• [READING PASSAGE]:
Johnny nods. “And…?”

“How about ‘Pet Sematary’?” I sling the bass low, over my jutting hipbones, like Dee Dee.

“Nah,” Johnny says. “How ‘bout ‘Sheena’? You know ‘Sheena?’”

I tell them I do and within a microsecond, Marky clicks his sticks.

In the ten years I’ve been a musician, I have never played so fast or loud. I haven’t played that fast or loud since. On record, “Sheena Is a Punk Rocker” is brisk indeed, but live, it’s almost twice as fast. If my bass could talk, it would still be going on about the sound it made through that radiating amp. Johnny’s Mosrite, coursing through a stack of Marshall amps, creates a palpable wall of thick, distorted, metallic noise. Anger, celebration, defiance, joy. All there. He drops into his trademark stance, not phoning it in at all. Marky, meanwhile, pummels the drums mercilessly, grimacing, slashing at the cymbals, propelling us with terrifying punk force. I smile. This is, and will remain, my most punk rock moment.

At times I fall a little behind, but I catch up and lock in, adding my sixteenth notes accordingly, filling in the bedrock with the proper feel and tone. In less than two minutes, the song is over. The guys seem mildly pleased. The air reeks of burnt ozone. My ears are throbbing like I’m in a war zone. I want more.

To my surprise and delight, we continue, working through “I Wanna Be Well,” “I Wanna Be Sedated,” and “Blitzkrieg Bop.” I keep up. Do I lock in consistently? No. But I keep up.

I’m thinking we’re going to play yet another when Johnny says, “Thanks for coming down, man.”

• [MATERIAL SHOWN]:

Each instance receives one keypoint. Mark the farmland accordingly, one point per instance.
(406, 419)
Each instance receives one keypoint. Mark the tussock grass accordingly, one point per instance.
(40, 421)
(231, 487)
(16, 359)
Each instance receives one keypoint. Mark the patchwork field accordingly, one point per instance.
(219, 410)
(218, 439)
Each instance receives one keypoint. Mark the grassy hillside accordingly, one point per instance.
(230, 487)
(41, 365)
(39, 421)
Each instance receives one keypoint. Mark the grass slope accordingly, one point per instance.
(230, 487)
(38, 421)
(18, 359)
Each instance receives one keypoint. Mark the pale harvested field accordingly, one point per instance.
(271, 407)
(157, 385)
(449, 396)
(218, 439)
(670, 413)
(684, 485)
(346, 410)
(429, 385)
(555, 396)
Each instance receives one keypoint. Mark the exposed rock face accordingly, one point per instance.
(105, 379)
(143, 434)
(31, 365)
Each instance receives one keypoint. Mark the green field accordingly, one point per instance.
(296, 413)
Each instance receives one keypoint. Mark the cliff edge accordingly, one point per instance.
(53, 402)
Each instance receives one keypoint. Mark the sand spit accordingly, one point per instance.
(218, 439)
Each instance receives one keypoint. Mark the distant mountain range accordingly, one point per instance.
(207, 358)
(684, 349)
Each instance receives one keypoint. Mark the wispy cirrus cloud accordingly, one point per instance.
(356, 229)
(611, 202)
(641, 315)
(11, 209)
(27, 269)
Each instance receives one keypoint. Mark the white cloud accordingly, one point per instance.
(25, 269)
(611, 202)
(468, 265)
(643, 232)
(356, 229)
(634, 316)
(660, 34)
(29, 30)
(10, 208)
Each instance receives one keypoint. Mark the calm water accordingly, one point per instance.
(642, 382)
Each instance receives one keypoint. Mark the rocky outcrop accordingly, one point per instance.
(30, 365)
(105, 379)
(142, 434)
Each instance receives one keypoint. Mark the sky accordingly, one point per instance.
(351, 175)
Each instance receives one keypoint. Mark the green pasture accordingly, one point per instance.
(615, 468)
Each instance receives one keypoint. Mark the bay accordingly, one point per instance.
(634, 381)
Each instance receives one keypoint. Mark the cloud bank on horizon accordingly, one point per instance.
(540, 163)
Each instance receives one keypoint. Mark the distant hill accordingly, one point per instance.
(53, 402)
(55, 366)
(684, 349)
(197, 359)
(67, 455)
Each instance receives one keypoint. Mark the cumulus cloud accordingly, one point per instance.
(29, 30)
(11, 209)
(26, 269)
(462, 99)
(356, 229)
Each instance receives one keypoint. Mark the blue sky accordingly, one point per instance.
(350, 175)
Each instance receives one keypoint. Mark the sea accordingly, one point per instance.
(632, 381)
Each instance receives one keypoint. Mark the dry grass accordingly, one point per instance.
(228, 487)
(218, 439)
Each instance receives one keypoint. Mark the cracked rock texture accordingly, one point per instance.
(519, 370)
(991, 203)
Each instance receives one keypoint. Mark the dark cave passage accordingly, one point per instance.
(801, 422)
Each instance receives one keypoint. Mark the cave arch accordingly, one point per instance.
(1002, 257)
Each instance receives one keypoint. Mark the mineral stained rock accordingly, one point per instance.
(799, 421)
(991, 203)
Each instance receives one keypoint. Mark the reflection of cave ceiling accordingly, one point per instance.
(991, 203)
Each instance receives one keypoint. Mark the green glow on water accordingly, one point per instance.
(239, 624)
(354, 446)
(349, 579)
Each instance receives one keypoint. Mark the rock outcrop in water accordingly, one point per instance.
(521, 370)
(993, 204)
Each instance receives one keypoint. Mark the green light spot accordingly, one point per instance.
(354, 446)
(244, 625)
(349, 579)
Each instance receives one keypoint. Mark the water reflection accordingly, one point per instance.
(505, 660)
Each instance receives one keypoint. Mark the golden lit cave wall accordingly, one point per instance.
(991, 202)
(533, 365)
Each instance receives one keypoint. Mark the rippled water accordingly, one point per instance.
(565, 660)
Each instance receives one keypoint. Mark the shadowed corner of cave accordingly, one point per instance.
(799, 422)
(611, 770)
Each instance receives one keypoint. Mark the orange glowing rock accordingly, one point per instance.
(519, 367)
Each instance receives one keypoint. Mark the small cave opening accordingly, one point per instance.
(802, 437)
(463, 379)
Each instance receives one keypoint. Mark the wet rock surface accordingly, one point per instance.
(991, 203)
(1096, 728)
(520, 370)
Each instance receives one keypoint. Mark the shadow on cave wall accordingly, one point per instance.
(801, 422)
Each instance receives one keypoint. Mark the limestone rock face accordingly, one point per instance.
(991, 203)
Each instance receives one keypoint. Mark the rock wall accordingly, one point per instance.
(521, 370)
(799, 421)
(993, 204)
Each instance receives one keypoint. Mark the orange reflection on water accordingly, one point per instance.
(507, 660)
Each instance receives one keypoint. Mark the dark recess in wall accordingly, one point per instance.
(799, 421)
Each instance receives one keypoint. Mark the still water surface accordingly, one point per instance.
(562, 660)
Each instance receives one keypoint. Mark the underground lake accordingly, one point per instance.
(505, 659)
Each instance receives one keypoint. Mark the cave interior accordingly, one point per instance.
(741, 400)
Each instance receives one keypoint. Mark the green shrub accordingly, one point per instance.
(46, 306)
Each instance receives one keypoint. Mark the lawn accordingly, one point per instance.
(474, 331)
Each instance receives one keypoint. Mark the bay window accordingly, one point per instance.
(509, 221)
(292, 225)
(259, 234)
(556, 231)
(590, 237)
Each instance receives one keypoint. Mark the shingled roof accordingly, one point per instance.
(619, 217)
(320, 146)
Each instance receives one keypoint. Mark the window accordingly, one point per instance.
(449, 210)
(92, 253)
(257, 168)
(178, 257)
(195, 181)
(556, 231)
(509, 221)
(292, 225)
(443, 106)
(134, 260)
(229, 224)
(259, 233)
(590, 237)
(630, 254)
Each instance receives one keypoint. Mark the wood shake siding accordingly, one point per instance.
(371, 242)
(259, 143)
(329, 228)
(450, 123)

• [WRITTEN EXERCISE]:
Could you update the passage about playing with Johnny and Marky from "In the ten years" to "punk rock moment.", putting "tom-toms" in place of "cymbals"?

• [ANSWER TO THE TASK]:
In the ten years I’ve been a musician, I have never played so fast or loud. I haven’t played that fast or loud since. On record, “Sheena Is a Punk Rocker” is brisk indeed, but live, it’s almost twice as fast. If my bass could talk, it would still be going on about the sound it made through that radiating amp. Johnny’s Mosrite, coursing through a stack of Marshall amps, creates a palpable wall of thick, distorted, metallic noise. Anger, celebration, defiance, joy. All there. He drops into his trademark stance, not phoning it in at all. Marky, meanwhile, pummels the drums mercilessly, grimacing, slashing at the tom-toms, propelling us with terrifying punk force. I smile. This is, and will remain, my most punk rock moment.